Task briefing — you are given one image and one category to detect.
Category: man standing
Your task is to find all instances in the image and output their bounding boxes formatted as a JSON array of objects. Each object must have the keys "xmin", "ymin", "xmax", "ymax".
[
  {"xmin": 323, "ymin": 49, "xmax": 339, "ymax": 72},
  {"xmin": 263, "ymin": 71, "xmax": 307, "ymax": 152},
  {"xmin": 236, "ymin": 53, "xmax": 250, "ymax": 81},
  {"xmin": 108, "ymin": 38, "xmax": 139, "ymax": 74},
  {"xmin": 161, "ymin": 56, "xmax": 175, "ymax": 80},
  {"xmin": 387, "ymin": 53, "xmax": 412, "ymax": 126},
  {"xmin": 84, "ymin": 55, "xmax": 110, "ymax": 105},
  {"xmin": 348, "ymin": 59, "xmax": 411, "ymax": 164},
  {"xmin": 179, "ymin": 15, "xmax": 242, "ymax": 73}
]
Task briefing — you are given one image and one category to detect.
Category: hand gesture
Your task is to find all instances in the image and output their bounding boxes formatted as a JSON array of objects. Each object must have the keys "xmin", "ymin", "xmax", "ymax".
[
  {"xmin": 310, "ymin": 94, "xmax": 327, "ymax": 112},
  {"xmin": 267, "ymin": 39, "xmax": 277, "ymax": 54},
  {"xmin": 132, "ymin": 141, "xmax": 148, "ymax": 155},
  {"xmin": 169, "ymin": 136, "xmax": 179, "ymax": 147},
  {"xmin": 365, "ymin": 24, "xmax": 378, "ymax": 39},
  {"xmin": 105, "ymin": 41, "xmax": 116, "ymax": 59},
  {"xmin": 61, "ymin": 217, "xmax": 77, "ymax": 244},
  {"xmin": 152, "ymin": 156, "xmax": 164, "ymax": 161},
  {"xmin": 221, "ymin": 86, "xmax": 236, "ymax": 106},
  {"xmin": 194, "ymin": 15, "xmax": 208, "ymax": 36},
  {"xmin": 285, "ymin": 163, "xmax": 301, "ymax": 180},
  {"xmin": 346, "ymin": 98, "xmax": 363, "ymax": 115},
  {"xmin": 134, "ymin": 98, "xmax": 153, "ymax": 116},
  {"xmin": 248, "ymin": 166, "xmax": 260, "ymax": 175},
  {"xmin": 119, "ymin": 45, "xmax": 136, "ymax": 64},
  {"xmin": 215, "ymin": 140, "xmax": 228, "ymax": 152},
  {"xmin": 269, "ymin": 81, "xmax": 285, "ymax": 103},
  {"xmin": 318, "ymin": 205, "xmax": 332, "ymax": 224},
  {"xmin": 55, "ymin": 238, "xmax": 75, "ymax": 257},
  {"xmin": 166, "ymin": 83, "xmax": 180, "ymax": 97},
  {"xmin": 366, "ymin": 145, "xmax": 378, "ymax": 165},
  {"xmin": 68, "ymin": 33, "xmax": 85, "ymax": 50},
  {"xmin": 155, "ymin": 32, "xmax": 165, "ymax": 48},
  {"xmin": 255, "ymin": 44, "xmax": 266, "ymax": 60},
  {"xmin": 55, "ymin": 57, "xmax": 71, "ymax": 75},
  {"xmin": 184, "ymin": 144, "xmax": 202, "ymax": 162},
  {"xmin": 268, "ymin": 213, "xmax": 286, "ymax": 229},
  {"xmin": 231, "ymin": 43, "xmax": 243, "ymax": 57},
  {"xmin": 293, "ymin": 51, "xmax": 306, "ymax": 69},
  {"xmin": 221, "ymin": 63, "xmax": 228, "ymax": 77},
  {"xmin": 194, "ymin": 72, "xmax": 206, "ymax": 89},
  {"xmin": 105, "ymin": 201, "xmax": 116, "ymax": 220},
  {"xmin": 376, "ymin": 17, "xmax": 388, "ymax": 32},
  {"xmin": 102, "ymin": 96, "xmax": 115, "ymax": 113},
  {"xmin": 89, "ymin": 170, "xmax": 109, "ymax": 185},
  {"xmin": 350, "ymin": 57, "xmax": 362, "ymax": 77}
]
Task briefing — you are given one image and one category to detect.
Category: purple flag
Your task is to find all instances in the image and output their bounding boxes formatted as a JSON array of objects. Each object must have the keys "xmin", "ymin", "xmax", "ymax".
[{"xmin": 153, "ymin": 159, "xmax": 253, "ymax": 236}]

→ **Goal of the exercise**
Repeat the full set of records exactly.

→ **Expected answer**
Task briefing — you are given one image and one category to detect.
Category: man standing
Your task is to find all instances in the image and output their bounding boxes formatted as a JSON array of objects. Each object must have the keys "xmin", "ymin", "xmax", "ymax".
[
  {"xmin": 323, "ymin": 49, "xmax": 339, "ymax": 72},
  {"xmin": 263, "ymin": 71, "xmax": 307, "ymax": 152},
  {"xmin": 236, "ymin": 53, "xmax": 250, "ymax": 81},
  {"xmin": 108, "ymin": 38, "xmax": 139, "ymax": 74},
  {"xmin": 161, "ymin": 56, "xmax": 175, "ymax": 80},
  {"xmin": 387, "ymin": 53, "xmax": 412, "ymax": 126},
  {"xmin": 84, "ymin": 55, "xmax": 110, "ymax": 105},
  {"xmin": 348, "ymin": 59, "xmax": 411, "ymax": 164},
  {"xmin": 179, "ymin": 15, "xmax": 242, "ymax": 73}
]
Task briefing — you are given one image and one category to detect.
Category: hand gesture
Your task is to find all instances in the image and output their bounding boxes formatted as a JSON array of objects. Each object must have the keys "xmin", "ymin", "xmax", "ymax".
[
  {"xmin": 310, "ymin": 94, "xmax": 327, "ymax": 112},
  {"xmin": 267, "ymin": 39, "xmax": 277, "ymax": 54},
  {"xmin": 132, "ymin": 141, "xmax": 148, "ymax": 155},
  {"xmin": 169, "ymin": 136, "xmax": 179, "ymax": 147},
  {"xmin": 365, "ymin": 24, "xmax": 378, "ymax": 39},
  {"xmin": 105, "ymin": 41, "xmax": 116, "ymax": 59},
  {"xmin": 61, "ymin": 217, "xmax": 77, "ymax": 244},
  {"xmin": 152, "ymin": 156, "xmax": 164, "ymax": 161},
  {"xmin": 221, "ymin": 86, "xmax": 236, "ymax": 106},
  {"xmin": 194, "ymin": 15, "xmax": 208, "ymax": 36},
  {"xmin": 285, "ymin": 163, "xmax": 301, "ymax": 180},
  {"xmin": 346, "ymin": 98, "xmax": 363, "ymax": 115},
  {"xmin": 134, "ymin": 98, "xmax": 153, "ymax": 116},
  {"xmin": 248, "ymin": 166, "xmax": 260, "ymax": 175},
  {"xmin": 119, "ymin": 45, "xmax": 136, "ymax": 64},
  {"xmin": 215, "ymin": 140, "xmax": 228, "ymax": 152},
  {"xmin": 269, "ymin": 81, "xmax": 285, "ymax": 103},
  {"xmin": 318, "ymin": 205, "xmax": 332, "ymax": 224},
  {"xmin": 55, "ymin": 238, "xmax": 75, "ymax": 257},
  {"xmin": 166, "ymin": 83, "xmax": 180, "ymax": 97},
  {"xmin": 366, "ymin": 145, "xmax": 378, "ymax": 165},
  {"xmin": 68, "ymin": 33, "xmax": 85, "ymax": 50},
  {"xmin": 155, "ymin": 32, "xmax": 165, "ymax": 48},
  {"xmin": 255, "ymin": 44, "xmax": 266, "ymax": 60},
  {"xmin": 55, "ymin": 57, "xmax": 71, "ymax": 75},
  {"xmin": 184, "ymin": 144, "xmax": 202, "ymax": 162},
  {"xmin": 268, "ymin": 213, "xmax": 286, "ymax": 229},
  {"xmin": 231, "ymin": 43, "xmax": 243, "ymax": 57},
  {"xmin": 293, "ymin": 51, "xmax": 306, "ymax": 69},
  {"xmin": 221, "ymin": 63, "xmax": 228, "ymax": 77},
  {"xmin": 194, "ymin": 72, "xmax": 206, "ymax": 89},
  {"xmin": 105, "ymin": 201, "xmax": 116, "ymax": 220},
  {"xmin": 376, "ymin": 17, "xmax": 388, "ymax": 32},
  {"xmin": 102, "ymin": 96, "xmax": 115, "ymax": 113},
  {"xmin": 89, "ymin": 170, "xmax": 109, "ymax": 185},
  {"xmin": 350, "ymin": 57, "xmax": 362, "ymax": 77}
]
Task briefing — you are given one image and one category to detect.
Category: purple flag
Your task is to find all instances in the image and output their bounding boxes formatted as a JSON array of objects. Each object must have the keys "xmin", "ymin", "xmax", "ymax".
[{"xmin": 153, "ymin": 159, "xmax": 253, "ymax": 236}]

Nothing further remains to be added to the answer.